_To-do list_.
**a.** Using the rehearing opinion, answer each question:
(i) What statement in the earlier recital of facts does the court say was inadvertently made?
(ii) How many grounds for rehearing does the plaintiff-appellant set forth, and how many does the court say need be considered?
(iii) What amount was the foreclosure proceeding meant to satisfy, and what did it consist of?
**b.** Extend the court's opinion on the motion for rehearing, starting right after the quoted passage that ends the text.

_Selected excerpt_.
§
On Motion for Rehearing. The plaintiff-appellant, moving for rehearing, sets forth two grounds therefor. In addition, he calls to our attention a claimed erroneous statement in our recital of the facts. The statement that "the complaint does not allege any amount of interest to have been lost by virtue of the appeal" was inadvertently made. The complaint does allege a loss of interest on the judgment because of the stay and delay occasioned by the appeal and supersedeas. This inaccuracy of statement, however, in no way affects the result reached.
Only one of the two grounds for rehearing need be considered. As to the other, we are satisfied with the treatment accorded the subject in our former opinion.
It is strongly insisted that we erred in our treatment of the item of interest claimed as damages under the supersedeas bond. Assuming, as plaintiff contends and correctly we think, that he was stayed in the foreclosure of his corporation's mortgage for the period of supersedeas, this alone does not entitle him to judgment against the sureties. There must have been a loss of such interest to plaintiff. The foreclosure proceeding was to satisfy an amount adjudged due in excess of $23,000, consisting of both principal and interest. The order of sale directed an application of the proceeds of sale to the total indebtedness without specifying any application as between principal and interest. If the rule governing the application of voluntary partial payments be deemed to have been properly followed under the order of sale, then all the interest for loss of which claim is made under the bond was satisfied and the claim fails. On the other hand, if, as plaintiff argues, the special master shall be deemed properly to have applied the proceeds on equitable principles, the rule governing where the proceedings are in invitum (46 C.J. 462, § 86 under topic "Payment"), and to have appropriated the entire proceeds to principal, then interest for the period of supersedeas is recoverable from the sureties on the supersedeas bond. We thus were called upon to interpret the order of sale in this behalf. We did so in this language, from which position we now are asked to recede, to-wit: "In the absence of other directions or agreement between the parties, it cannot be said *Page 537 that the application of the $11,000.00 payment was not made, first, to costs incurred; second, to interest due up to the time of ascertainment of the amount of the deficiency; and, third, the balance to the principal indebtedness."
§
_Data lines_.
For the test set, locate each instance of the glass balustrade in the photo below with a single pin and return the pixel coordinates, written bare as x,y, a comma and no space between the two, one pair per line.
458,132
§
_Answers per task_.
**a.**
(i) The statement that "the complaint does not allege any amount of interest to have been lost by virtue of the appeal."
(ii) He sets forth two grounds, and only one needs to be considered.
(iii) An amount adjudged due in excess of $23,000, consisting of both principal and interest.

**b.**
We are not persuaded that the effect given the order of sale in the language just quoted misinterprets its true intent. If it were the case of applying the proceeds of a voluntary partial payment, obviously no other application than that deduced from the order in our former opinion would have been thought of. Although the payment here involved was compulsory in form, i.e. through a judicial foreclosure, yet in substance and practical effect it is so nearly voluntary in character as reflected by circumstances to be mentioned, that we think we should violate the true intent of the order to treat it as made in the light of any other understanding of it. In the first place, it was a default foreclosure, having the semblance but lacking the reality of a contest. Furthermore, the plaintiff, through his own or his corporation's attorney, was in complete charge of the proceedings.
One of two inferences seems inescapable. The plaintiff, in charge of the default foreclosure proceedings, either made no request for inclusion in the order of sale of a specific direction that the proceeds be applied first to the principal indebtedness and the remainder to interest; or, having made such request, the same was denied by the trial judge in the form of order actually entered.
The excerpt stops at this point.